EXERCISE PROMPT: Output only the lines from the one holding "Exercise. Point to the shadow" to the end of the data below, please, copied exactly.

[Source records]
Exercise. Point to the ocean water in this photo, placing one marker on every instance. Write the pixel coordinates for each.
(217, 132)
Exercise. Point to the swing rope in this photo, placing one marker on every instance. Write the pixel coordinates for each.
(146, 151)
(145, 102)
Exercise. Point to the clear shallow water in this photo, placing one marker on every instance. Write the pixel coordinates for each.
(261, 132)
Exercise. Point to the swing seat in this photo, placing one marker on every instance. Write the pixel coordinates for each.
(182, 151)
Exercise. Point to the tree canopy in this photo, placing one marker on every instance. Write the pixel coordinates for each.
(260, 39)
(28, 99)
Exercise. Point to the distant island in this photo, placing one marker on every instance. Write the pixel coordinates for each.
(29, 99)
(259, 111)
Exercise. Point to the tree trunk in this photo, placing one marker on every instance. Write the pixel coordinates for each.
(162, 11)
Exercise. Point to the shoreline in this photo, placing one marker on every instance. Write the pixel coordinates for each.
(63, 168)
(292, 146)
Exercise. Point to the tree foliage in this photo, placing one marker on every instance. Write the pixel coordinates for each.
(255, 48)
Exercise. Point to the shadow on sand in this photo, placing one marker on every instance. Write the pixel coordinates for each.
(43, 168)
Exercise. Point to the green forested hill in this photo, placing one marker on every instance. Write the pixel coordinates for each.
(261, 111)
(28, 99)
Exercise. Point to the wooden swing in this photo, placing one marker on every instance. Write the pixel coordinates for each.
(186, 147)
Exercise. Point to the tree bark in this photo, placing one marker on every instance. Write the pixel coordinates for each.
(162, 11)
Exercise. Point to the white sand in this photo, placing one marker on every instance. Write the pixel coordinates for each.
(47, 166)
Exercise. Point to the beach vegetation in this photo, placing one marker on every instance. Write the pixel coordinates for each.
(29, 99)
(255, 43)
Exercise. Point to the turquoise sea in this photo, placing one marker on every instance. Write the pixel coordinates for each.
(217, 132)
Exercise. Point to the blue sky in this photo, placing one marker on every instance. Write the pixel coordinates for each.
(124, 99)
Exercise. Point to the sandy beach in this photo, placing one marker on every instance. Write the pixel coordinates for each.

WRITTEN ANSWER:
Exercise. Point to the shadow on sand in this photo, placing one marker on every instance. Write the pixel coordinates for each.
(43, 168)
Exercise. Point to the green forested hill in this photo, placing one marker on every instance. Write the pixel coordinates for each.
(261, 111)
(28, 99)
Exercise. Point to the wooden swing in this photo, placing one marker on every instance. Write the pixel coordinates for each.
(186, 147)
Exercise. Point to the tree bark in this photo, placing one marker on every instance. Write the pixel coordinates for each.
(162, 11)
Exercise. Point to the white sand in this photo, placing one marker on every instance. Write the pixel coordinates for each.
(47, 166)
Exercise. Point to the beach vegetation in this photo, placing one marker on every instance. Write the pixel coordinates for each.
(29, 99)
(255, 43)
Exercise. Point to the turquoise sea in this photo, placing one marker on every instance. Write the pixel coordinates for each.
(217, 132)
Exercise. Point to the blue sky in this photo, placing one marker on every instance. Write the pixel coordinates for each.
(124, 99)
Exercise. Point to the sandy beach in this photo, placing one marker on every instance. Write the pixel coordinates for each.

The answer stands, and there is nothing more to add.